# START OF Data listing

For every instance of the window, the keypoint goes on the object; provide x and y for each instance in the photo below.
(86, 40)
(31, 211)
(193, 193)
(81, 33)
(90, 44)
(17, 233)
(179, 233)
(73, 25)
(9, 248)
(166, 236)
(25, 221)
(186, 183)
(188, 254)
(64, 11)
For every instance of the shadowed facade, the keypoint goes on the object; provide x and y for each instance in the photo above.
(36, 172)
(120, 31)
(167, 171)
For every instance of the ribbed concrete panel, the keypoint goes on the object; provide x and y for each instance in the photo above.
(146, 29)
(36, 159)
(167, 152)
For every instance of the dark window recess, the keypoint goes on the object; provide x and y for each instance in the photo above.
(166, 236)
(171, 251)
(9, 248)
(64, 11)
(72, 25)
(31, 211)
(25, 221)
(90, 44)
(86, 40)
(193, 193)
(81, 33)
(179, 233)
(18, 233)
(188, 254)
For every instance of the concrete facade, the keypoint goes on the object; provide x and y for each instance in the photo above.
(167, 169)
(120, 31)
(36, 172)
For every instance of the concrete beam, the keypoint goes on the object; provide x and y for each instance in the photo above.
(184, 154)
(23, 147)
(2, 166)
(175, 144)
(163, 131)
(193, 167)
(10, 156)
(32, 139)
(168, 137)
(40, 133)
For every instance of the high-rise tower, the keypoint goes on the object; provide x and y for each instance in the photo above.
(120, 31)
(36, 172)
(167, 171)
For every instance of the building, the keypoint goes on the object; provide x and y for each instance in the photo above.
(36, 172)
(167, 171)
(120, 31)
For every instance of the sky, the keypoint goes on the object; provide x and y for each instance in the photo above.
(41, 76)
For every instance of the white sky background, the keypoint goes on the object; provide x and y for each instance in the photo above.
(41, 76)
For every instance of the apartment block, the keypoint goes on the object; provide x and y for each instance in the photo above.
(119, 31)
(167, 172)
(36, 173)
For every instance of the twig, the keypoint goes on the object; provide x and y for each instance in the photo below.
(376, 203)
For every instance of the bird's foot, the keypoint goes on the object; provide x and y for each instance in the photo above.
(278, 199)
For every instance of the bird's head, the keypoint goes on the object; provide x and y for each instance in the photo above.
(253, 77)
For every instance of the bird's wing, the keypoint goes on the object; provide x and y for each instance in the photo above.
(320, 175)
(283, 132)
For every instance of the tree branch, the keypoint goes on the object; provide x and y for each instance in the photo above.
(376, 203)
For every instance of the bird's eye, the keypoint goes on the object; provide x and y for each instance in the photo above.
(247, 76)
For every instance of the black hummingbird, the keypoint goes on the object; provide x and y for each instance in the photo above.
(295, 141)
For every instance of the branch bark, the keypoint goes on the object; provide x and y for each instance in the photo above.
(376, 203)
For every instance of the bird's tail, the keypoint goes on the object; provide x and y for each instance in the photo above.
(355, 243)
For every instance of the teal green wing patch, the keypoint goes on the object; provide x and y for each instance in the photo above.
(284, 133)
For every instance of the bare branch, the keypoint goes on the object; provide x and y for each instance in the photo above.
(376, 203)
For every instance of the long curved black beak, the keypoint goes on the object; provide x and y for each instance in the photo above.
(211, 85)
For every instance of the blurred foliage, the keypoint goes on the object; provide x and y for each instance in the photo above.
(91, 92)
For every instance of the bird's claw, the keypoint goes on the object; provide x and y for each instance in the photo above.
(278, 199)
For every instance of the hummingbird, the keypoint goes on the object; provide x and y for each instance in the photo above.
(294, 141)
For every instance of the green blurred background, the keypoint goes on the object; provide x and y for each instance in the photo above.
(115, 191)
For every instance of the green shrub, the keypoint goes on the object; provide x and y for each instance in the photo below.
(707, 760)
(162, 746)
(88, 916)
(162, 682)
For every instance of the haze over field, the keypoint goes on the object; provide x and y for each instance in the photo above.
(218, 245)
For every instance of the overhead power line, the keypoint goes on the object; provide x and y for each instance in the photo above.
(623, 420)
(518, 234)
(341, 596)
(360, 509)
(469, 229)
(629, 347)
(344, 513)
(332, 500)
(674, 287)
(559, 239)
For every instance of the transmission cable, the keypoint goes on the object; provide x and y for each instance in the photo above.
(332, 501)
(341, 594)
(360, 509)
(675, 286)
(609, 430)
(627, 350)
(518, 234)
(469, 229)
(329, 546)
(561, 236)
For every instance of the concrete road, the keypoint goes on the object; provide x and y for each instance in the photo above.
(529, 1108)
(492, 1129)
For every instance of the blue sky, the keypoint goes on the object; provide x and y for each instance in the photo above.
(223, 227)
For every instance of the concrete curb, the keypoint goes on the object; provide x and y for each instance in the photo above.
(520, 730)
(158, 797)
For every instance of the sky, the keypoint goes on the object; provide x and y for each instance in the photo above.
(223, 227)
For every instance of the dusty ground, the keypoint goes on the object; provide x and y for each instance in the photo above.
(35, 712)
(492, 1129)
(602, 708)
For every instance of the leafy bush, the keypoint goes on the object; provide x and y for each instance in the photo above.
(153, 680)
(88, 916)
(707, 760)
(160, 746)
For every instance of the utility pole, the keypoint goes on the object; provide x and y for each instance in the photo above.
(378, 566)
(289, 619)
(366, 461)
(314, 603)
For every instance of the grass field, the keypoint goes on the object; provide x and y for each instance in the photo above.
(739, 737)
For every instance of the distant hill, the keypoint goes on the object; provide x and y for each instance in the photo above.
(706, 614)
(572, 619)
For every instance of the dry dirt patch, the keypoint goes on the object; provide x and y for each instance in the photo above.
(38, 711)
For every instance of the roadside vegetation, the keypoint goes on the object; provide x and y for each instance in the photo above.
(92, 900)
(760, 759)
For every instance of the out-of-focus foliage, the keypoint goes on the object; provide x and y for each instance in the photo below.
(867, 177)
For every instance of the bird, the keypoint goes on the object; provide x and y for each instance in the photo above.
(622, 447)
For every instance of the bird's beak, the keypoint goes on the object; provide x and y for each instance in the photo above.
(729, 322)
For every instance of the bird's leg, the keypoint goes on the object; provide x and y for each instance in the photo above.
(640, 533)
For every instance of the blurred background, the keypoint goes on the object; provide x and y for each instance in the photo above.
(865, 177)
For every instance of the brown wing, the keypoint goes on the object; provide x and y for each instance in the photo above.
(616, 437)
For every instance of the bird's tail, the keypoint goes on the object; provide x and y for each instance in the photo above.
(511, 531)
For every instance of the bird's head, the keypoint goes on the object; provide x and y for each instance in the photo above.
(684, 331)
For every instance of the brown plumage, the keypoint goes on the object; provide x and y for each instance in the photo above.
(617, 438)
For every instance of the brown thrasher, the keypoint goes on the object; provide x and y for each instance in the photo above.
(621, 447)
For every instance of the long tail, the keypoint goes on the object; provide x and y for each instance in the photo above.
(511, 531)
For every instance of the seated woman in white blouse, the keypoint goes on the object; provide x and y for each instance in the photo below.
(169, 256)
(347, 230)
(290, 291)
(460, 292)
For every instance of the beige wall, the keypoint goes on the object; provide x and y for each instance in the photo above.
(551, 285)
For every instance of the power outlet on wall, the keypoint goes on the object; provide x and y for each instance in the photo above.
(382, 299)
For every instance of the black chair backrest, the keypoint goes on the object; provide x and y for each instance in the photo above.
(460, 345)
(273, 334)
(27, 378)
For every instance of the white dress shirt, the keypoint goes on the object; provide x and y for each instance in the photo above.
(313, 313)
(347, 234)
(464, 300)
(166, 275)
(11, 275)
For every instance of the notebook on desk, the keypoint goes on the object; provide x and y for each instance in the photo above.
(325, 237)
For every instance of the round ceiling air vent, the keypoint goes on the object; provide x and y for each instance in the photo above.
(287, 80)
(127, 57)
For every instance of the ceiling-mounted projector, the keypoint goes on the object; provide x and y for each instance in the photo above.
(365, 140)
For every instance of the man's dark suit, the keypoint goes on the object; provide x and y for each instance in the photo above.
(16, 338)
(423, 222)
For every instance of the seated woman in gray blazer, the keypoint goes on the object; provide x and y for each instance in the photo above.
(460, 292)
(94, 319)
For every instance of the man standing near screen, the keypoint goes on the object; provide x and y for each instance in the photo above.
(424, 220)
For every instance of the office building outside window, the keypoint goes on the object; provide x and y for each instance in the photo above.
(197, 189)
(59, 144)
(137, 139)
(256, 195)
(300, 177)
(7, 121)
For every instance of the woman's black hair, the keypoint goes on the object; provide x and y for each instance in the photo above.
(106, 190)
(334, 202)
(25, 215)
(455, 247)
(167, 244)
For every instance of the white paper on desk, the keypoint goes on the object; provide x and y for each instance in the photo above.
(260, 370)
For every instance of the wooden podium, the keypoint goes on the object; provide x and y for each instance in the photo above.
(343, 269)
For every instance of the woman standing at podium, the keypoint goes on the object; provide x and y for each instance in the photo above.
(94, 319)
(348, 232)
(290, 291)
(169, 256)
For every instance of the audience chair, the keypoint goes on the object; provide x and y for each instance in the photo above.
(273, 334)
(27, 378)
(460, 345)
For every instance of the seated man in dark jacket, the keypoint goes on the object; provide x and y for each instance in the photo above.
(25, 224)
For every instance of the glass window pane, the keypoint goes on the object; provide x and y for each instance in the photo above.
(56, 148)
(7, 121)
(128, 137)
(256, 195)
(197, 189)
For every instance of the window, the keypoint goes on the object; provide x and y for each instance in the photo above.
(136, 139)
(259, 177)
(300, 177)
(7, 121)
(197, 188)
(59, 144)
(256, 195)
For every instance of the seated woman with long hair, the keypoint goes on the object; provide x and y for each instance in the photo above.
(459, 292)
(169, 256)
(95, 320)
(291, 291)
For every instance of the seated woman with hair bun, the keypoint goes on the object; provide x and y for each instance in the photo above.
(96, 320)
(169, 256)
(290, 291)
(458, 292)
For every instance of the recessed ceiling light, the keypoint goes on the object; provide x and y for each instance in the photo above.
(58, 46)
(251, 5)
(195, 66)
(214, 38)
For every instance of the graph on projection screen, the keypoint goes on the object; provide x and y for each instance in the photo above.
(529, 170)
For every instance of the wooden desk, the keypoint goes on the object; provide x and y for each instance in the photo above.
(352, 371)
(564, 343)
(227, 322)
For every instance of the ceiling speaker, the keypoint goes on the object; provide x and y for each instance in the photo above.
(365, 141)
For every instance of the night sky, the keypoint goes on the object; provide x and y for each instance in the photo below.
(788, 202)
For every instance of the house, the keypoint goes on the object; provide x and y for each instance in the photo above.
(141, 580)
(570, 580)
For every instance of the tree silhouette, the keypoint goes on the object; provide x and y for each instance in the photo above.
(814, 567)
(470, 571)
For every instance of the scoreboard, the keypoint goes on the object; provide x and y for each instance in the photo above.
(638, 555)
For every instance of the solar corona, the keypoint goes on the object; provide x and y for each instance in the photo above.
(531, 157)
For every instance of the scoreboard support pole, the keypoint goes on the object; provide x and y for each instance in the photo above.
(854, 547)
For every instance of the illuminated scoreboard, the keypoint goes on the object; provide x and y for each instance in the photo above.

# END OF Data listing

*Task*: Repeat word for word the lines running from the line containing "For every instance of the seated woman with hair" to the end of the entries above, inclusive.

*Written response*:
For every instance of the seated woman with hair bun, the keypoint goes on the object; provide x and y for each instance in the photo above.
(96, 320)
(169, 256)
(290, 291)
(458, 292)
For every instance of the recessed ceiling light, the keypoint goes on the object; provide x and y for each instance in the photo above.
(58, 46)
(251, 5)
(195, 66)
(214, 38)
For every instance of the graph on projection screen, the keypoint goes on the object; provide x and y for each instance in the photo above.
(529, 170)
For every instance of the wooden desk, the keypoint goes on the object; provide x and y for each instance in the photo above.
(352, 371)
(564, 343)
(227, 322)
For every instance of the ceiling speaker, the keypoint goes on the object; provide x and y for each instance in the photo above.
(365, 141)
For every instance of the night sky, the keypoint goes on the object; provide x and y for each instance in the photo below.
(788, 202)
For every instance of the house, the keypoint goes on the object; provide x and y for each instance in the photo above.
(141, 580)
(570, 580)
For every instance of the tree silhouette, the keypoint goes on the object; provide x and y for each instance in the photo above.
(814, 567)
(470, 571)
For every instance of the scoreboard, the keypoint goes on the object; provide x and y for each instance in the photo above.
(638, 555)
For every instance of the solar corona, the keypoint goes on the object; provide x and y for each instance in the photo above.
(531, 157)
For every instance of the scoreboard support pole, the keypoint goes on the object; provide x and y for each instance in the photo above.
(854, 547)
For every instance of the illuminated scoreboard, the keypoint goes on the object; provide x and y for each instance in the photo above.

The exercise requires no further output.